=== Try it ===
Of the entries below, repeat exactly only those lines from the one containing "Where can you see the white mountain" through the last line, with pictures omitted.

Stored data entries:
[Start of section]

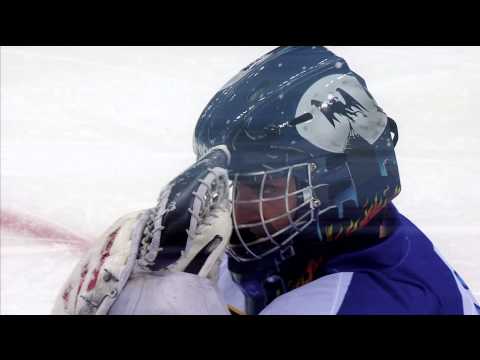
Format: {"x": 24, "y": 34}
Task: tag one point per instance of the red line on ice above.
{"x": 27, "y": 225}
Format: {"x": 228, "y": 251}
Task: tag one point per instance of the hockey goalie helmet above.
{"x": 311, "y": 151}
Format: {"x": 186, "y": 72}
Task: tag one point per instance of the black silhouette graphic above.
{"x": 334, "y": 106}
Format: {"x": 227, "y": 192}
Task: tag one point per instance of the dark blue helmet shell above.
{"x": 303, "y": 104}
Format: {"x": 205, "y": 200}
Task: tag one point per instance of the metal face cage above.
{"x": 259, "y": 230}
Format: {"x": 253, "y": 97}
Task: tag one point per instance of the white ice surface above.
{"x": 89, "y": 134}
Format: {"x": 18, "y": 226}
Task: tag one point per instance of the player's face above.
{"x": 249, "y": 213}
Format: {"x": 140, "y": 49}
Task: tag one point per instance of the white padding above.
{"x": 169, "y": 294}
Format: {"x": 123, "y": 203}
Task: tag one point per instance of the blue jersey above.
{"x": 404, "y": 274}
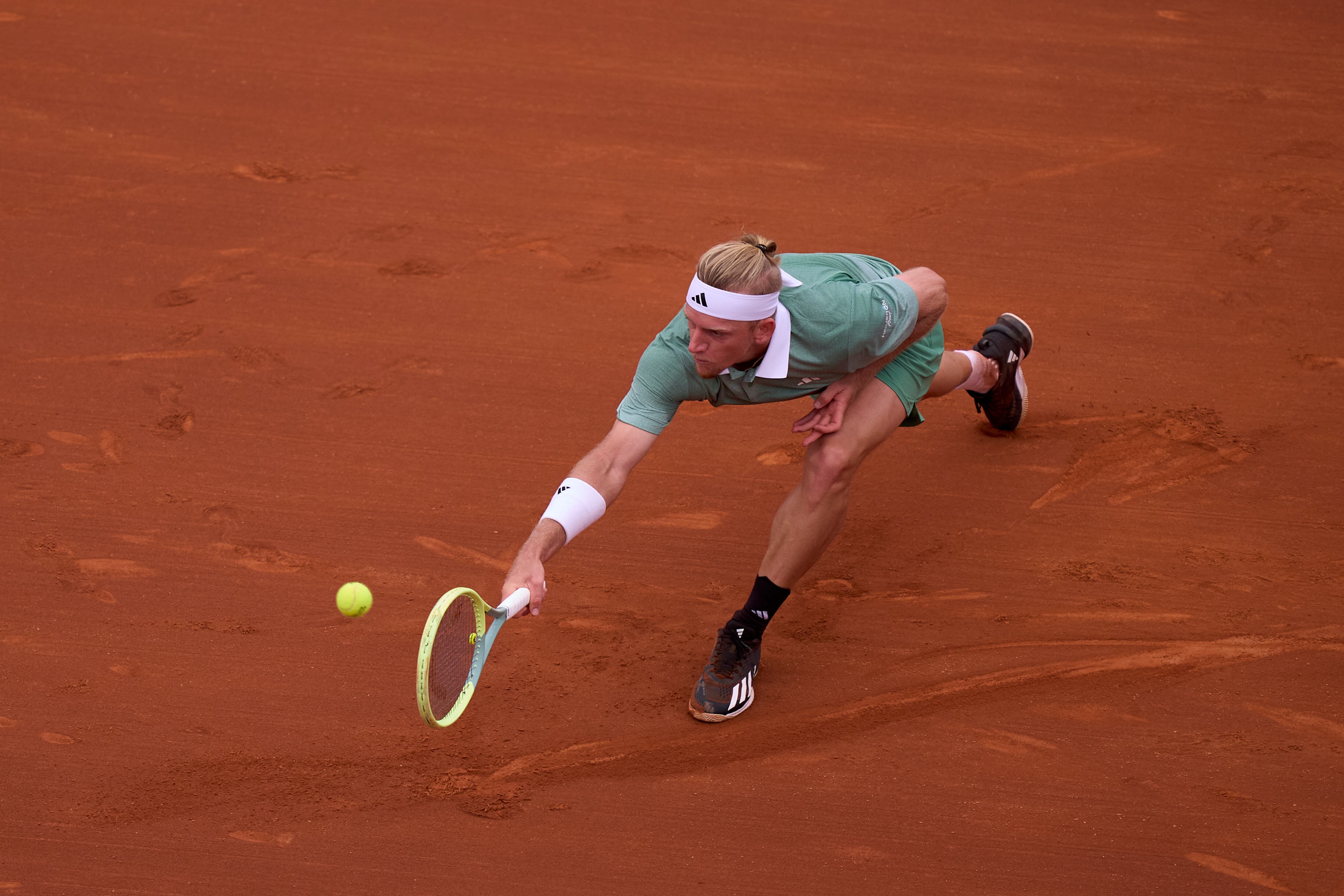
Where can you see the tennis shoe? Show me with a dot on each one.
(1007, 342)
(728, 686)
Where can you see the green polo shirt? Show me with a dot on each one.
(849, 312)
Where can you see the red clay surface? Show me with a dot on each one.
(302, 293)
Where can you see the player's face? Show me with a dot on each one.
(717, 343)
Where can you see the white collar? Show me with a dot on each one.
(775, 366)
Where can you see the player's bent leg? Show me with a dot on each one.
(815, 511)
(804, 526)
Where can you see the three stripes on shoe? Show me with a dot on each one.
(745, 688)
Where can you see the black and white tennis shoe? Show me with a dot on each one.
(728, 684)
(1007, 340)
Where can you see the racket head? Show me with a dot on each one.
(449, 655)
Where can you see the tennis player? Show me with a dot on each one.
(851, 331)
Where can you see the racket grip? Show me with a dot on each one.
(517, 602)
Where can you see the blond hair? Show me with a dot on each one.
(746, 265)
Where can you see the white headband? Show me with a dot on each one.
(734, 307)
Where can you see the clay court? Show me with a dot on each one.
(307, 293)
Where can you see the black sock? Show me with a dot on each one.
(765, 601)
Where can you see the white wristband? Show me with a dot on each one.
(576, 507)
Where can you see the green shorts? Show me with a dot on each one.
(910, 373)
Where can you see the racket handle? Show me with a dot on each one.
(517, 602)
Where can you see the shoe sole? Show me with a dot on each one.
(714, 716)
(1022, 390)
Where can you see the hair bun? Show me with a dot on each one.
(755, 241)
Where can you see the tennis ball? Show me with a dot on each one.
(354, 600)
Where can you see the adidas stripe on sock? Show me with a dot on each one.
(765, 601)
(982, 375)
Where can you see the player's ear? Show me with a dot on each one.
(765, 330)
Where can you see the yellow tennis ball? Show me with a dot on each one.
(354, 598)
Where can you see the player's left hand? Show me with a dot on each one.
(828, 409)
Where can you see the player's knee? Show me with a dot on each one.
(831, 467)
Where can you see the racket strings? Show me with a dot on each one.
(451, 656)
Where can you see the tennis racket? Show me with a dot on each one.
(453, 651)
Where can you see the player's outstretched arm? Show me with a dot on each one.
(591, 488)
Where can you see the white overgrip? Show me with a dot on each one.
(517, 602)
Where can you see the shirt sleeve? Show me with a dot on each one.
(885, 315)
(658, 390)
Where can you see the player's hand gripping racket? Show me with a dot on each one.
(453, 649)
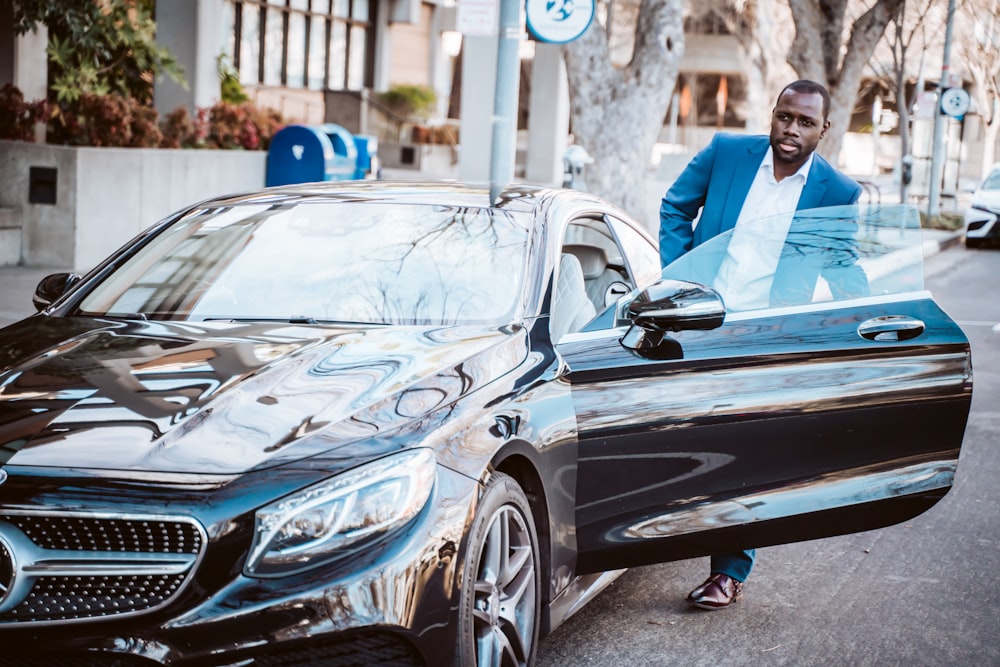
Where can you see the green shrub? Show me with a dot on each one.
(17, 117)
(408, 100)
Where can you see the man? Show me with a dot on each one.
(738, 179)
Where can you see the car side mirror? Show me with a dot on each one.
(52, 287)
(671, 305)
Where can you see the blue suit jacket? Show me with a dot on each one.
(717, 181)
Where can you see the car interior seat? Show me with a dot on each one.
(598, 275)
(572, 308)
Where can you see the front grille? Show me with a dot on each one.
(64, 598)
(108, 534)
(73, 660)
(93, 567)
(370, 649)
(363, 649)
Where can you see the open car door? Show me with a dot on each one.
(832, 397)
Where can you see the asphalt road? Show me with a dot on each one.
(921, 593)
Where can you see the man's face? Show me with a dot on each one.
(797, 125)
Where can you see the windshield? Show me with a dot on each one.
(326, 262)
(812, 256)
(992, 181)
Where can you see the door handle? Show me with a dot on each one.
(891, 328)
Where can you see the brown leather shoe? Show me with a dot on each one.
(718, 592)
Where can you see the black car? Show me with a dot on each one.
(405, 424)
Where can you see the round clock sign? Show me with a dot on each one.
(955, 102)
(559, 21)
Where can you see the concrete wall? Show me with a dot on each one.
(105, 196)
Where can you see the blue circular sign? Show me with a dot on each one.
(559, 21)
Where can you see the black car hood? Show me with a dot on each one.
(222, 398)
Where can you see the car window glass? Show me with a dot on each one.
(601, 259)
(337, 262)
(641, 254)
(812, 256)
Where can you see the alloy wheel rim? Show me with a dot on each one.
(504, 606)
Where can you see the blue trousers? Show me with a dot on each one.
(736, 565)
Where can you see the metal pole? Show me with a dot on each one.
(505, 99)
(937, 155)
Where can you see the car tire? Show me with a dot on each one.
(500, 596)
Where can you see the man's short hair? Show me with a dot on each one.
(810, 88)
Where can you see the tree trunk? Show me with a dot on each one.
(617, 113)
(991, 131)
(821, 22)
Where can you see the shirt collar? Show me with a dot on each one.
(768, 163)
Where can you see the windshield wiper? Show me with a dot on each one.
(301, 319)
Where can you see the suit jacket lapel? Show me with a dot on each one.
(815, 187)
(744, 171)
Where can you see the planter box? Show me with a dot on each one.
(72, 206)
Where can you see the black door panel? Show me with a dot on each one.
(767, 430)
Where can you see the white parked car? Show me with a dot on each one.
(981, 226)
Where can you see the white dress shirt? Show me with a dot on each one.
(747, 271)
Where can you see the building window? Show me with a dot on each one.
(314, 44)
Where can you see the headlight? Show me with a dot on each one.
(338, 516)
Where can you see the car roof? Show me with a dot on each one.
(515, 197)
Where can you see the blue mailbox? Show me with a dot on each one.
(309, 153)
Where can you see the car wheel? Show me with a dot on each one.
(500, 594)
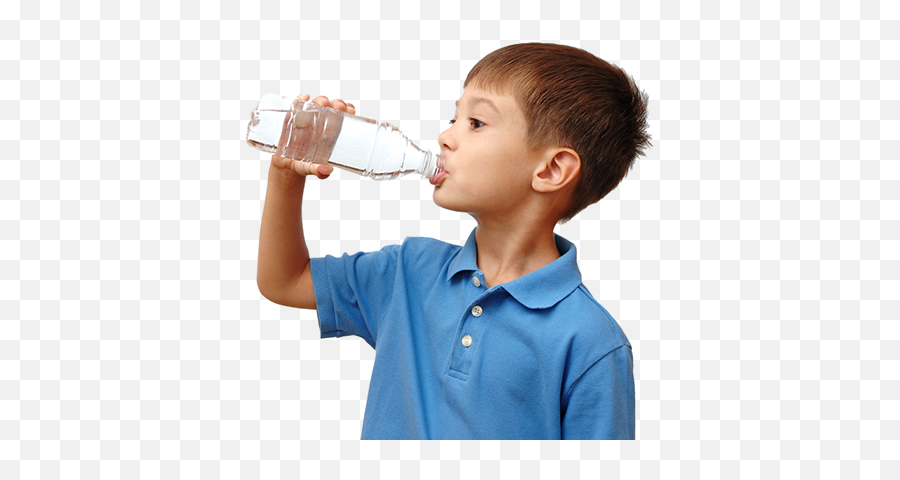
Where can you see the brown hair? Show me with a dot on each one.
(575, 100)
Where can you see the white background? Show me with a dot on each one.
(751, 257)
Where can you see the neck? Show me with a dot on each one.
(506, 253)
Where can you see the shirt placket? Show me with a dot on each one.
(470, 333)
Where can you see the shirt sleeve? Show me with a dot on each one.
(353, 292)
(600, 404)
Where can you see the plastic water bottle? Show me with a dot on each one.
(309, 132)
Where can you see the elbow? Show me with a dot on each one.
(267, 291)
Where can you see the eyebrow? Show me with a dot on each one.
(477, 100)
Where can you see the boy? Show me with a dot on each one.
(497, 339)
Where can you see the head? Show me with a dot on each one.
(572, 99)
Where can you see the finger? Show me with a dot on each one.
(323, 171)
(323, 101)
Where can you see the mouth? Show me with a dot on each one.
(440, 174)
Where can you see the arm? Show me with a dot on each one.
(600, 405)
(283, 275)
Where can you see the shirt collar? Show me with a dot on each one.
(542, 288)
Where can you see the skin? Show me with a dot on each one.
(515, 195)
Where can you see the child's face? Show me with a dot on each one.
(489, 167)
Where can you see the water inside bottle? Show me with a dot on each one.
(314, 134)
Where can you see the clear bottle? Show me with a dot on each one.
(309, 132)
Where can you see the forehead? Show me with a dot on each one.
(501, 103)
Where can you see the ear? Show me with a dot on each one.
(557, 171)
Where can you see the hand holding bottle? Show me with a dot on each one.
(301, 123)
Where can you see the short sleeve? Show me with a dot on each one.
(353, 292)
(600, 404)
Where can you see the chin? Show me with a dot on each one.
(441, 201)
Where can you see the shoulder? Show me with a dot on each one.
(593, 328)
(425, 252)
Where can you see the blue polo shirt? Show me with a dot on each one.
(535, 358)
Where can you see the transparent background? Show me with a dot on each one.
(751, 257)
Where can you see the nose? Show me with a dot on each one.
(445, 139)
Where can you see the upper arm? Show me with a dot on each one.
(600, 404)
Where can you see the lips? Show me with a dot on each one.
(437, 177)
(441, 173)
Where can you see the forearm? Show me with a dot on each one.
(283, 254)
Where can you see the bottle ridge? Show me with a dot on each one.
(308, 132)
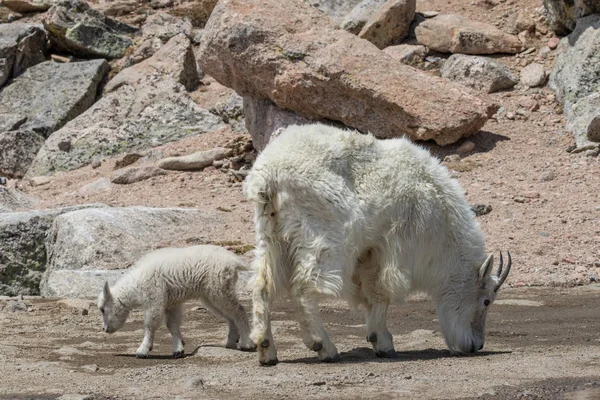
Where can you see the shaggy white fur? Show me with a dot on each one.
(161, 281)
(343, 214)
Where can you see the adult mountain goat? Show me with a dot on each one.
(343, 214)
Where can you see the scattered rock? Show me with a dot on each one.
(408, 54)
(553, 43)
(141, 108)
(193, 383)
(34, 94)
(12, 199)
(27, 6)
(197, 11)
(23, 256)
(21, 46)
(91, 367)
(584, 121)
(127, 160)
(76, 28)
(574, 78)
(132, 175)
(529, 104)
(466, 147)
(164, 26)
(196, 161)
(264, 63)
(98, 186)
(389, 23)
(455, 34)
(112, 238)
(563, 14)
(481, 209)
(336, 10)
(480, 73)
(79, 284)
(356, 19)
(264, 120)
(175, 60)
(533, 75)
(17, 151)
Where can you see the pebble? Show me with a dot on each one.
(553, 42)
(91, 367)
(466, 147)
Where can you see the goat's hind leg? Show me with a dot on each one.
(377, 333)
(174, 318)
(261, 316)
(314, 335)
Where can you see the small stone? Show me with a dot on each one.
(91, 367)
(547, 176)
(531, 194)
(430, 14)
(533, 75)
(39, 180)
(193, 382)
(529, 104)
(553, 43)
(452, 158)
(64, 146)
(127, 160)
(481, 209)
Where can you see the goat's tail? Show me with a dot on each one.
(270, 270)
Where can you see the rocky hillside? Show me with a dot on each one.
(127, 126)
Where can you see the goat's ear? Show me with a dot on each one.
(486, 267)
(107, 295)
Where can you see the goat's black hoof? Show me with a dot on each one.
(387, 354)
(179, 354)
(269, 363)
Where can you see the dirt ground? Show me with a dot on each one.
(542, 344)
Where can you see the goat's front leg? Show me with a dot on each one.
(314, 335)
(261, 313)
(152, 320)
(377, 333)
(174, 318)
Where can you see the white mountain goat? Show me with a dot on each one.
(343, 214)
(161, 281)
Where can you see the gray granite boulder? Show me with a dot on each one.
(21, 46)
(144, 106)
(23, 257)
(76, 28)
(114, 238)
(479, 73)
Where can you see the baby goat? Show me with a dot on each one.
(161, 281)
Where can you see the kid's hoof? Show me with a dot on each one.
(335, 358)
(387, 354)
(317, 346)
(248, 348)
(269, 363)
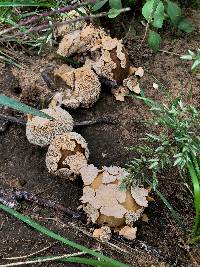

[End of section]

=== Answer below ===
Where can you see the white mountain goat? Show me with a dot on each one.
(343, 214)
(161, 281)
Where can you see the gray granite boulder? Show me with a dot on each one.
(21, 46)
(144, 106)
(23, 257)
(76, 28)
(114, 238)
(479, 73)
Where can you see the baby goat? Show me with a dot on each one.
(161, 281)
Where can you see the kid's hoof? Show me with a dot on each one.
(335, 358)
(387, 354)
(317, 346)
(248, 348)
(269, 363)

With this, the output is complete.